_The task_. Transcribe the items word for word, starting at the line that contains "of the clear" and ending at the line that contains "[[17, 228], [2, 234], [29, 206], [43, 208], [5, 210]]", with both of those lines included.

╔══

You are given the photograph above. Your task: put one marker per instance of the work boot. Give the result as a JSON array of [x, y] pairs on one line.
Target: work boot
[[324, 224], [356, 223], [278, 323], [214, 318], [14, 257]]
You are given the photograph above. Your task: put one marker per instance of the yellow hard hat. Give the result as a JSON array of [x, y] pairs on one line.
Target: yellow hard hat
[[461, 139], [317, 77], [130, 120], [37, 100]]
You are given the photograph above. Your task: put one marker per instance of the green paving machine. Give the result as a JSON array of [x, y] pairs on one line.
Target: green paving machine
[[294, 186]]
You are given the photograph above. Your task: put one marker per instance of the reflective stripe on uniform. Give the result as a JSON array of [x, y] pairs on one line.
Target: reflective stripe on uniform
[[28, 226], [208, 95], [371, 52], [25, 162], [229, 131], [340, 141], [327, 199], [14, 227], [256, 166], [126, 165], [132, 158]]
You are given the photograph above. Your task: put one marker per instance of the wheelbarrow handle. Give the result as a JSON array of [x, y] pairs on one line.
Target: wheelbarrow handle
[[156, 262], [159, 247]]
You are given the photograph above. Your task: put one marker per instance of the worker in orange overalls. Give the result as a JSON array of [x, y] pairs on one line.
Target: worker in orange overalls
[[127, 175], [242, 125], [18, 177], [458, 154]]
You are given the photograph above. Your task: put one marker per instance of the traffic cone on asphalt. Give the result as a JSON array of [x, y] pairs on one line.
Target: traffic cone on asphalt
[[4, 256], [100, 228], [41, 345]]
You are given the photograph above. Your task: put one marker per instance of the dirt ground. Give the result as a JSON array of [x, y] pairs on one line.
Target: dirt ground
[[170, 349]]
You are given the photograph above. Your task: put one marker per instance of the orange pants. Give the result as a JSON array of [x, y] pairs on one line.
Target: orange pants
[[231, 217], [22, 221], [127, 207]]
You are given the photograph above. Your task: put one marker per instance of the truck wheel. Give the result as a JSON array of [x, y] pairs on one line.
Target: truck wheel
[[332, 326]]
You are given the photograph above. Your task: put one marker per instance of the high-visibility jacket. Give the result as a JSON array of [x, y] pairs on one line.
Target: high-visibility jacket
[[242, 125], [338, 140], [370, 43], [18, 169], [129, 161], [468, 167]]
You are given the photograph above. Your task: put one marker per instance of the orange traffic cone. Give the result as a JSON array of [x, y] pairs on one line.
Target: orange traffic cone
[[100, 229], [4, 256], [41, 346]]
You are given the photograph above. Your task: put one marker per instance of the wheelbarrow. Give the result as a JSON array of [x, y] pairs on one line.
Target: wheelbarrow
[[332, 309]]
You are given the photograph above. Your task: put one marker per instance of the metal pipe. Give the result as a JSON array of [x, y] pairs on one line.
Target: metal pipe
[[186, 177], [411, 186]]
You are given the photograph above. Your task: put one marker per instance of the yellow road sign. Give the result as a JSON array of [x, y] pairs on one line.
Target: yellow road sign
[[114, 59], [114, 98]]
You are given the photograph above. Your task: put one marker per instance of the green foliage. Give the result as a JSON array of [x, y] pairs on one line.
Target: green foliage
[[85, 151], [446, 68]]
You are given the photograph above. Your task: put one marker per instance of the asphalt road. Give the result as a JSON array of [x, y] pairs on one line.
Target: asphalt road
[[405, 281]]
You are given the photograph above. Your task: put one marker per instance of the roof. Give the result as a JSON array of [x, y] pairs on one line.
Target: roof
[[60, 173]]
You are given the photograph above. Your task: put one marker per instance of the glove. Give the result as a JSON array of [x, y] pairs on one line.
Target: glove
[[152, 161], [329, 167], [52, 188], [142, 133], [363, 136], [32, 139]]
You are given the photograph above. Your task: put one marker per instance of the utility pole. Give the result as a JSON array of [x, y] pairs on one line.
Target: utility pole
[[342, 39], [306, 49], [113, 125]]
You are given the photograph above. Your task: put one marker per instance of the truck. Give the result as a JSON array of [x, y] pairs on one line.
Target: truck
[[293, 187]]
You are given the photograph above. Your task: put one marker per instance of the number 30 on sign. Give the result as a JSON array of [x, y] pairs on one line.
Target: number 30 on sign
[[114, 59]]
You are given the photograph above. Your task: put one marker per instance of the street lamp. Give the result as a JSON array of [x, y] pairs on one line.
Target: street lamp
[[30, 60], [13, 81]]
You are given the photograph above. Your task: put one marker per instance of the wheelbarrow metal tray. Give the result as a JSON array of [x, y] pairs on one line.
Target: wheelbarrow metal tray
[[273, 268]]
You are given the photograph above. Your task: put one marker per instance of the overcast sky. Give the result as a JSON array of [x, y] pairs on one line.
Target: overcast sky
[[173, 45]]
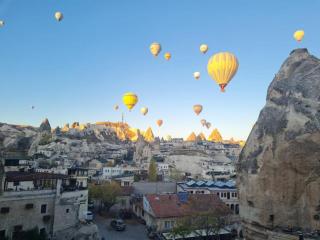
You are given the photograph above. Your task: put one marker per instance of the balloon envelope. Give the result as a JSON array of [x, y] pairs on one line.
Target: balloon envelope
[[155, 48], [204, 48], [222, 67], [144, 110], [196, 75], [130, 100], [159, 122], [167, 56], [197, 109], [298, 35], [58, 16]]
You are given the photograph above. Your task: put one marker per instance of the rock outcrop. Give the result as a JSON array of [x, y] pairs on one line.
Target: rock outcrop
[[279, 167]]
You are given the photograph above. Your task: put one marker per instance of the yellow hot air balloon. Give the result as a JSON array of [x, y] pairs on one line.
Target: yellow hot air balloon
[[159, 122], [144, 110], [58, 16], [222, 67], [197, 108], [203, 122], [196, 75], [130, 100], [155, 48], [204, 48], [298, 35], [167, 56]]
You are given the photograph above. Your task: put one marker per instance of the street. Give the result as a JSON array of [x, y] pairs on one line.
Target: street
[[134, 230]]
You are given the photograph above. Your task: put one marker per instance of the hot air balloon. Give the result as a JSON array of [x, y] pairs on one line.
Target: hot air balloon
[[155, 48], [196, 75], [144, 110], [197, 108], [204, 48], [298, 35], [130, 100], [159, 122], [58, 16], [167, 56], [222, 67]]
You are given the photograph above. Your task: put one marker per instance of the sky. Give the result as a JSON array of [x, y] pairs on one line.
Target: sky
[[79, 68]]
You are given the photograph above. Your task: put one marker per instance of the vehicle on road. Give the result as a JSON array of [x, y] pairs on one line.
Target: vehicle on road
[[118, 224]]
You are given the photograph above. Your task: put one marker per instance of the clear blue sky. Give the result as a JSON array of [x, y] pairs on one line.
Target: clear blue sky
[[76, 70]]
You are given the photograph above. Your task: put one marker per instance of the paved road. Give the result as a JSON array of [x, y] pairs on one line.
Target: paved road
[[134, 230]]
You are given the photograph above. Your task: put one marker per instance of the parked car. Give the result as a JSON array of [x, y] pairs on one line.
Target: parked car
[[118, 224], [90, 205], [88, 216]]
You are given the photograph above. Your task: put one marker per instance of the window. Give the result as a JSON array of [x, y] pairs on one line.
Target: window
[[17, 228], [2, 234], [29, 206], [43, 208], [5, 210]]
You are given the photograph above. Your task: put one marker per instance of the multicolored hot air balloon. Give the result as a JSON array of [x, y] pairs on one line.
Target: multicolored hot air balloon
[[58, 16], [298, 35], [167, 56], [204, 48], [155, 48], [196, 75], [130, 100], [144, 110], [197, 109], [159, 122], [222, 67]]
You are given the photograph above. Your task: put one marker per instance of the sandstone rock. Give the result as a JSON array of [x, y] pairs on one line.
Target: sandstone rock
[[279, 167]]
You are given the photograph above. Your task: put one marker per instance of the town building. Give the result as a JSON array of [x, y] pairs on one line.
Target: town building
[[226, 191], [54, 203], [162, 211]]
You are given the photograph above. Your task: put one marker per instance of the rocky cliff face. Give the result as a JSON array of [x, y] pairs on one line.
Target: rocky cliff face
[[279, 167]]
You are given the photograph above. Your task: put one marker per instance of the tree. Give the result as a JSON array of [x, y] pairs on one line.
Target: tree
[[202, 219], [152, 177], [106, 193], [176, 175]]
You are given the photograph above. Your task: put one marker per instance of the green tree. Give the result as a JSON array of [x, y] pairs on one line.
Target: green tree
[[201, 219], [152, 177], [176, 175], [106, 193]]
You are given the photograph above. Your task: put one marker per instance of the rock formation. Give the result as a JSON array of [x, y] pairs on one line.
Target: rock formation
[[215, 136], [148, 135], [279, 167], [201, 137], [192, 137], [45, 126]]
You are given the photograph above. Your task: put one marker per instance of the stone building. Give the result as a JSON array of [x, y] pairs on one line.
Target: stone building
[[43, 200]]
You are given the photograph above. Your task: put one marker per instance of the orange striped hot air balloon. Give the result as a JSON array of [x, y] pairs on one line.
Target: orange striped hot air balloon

╚══

_Task output_.
You are given the photograph above. Your task: put one marker per instance of the clear blue sky. Give the result as a JSON array of [x, y] pairs on one line.
Target: clear blue sky
[[76, 70]]
You are given the photograph above. Your task: put one marker per instance of the paved road. Give the result as a JSON array of [x, y] pairs on one line.
Target: paved road
[[134, 230]]
You are given the photograph above. Your task: put one marker per instance of the parked car. Give the result as a JSON array of [x, y] pairs on one line.
Target: parked car
[[118, 224], [90, 205], [88, 216]]
You are given the photograph above. Your task: put one marker per instance of the window. Give the result as a JSON array of [x, y] pairs on one line.
Target: window
[[17, 228], [2, 234], [29, 206], [43, 208], [5, 210]]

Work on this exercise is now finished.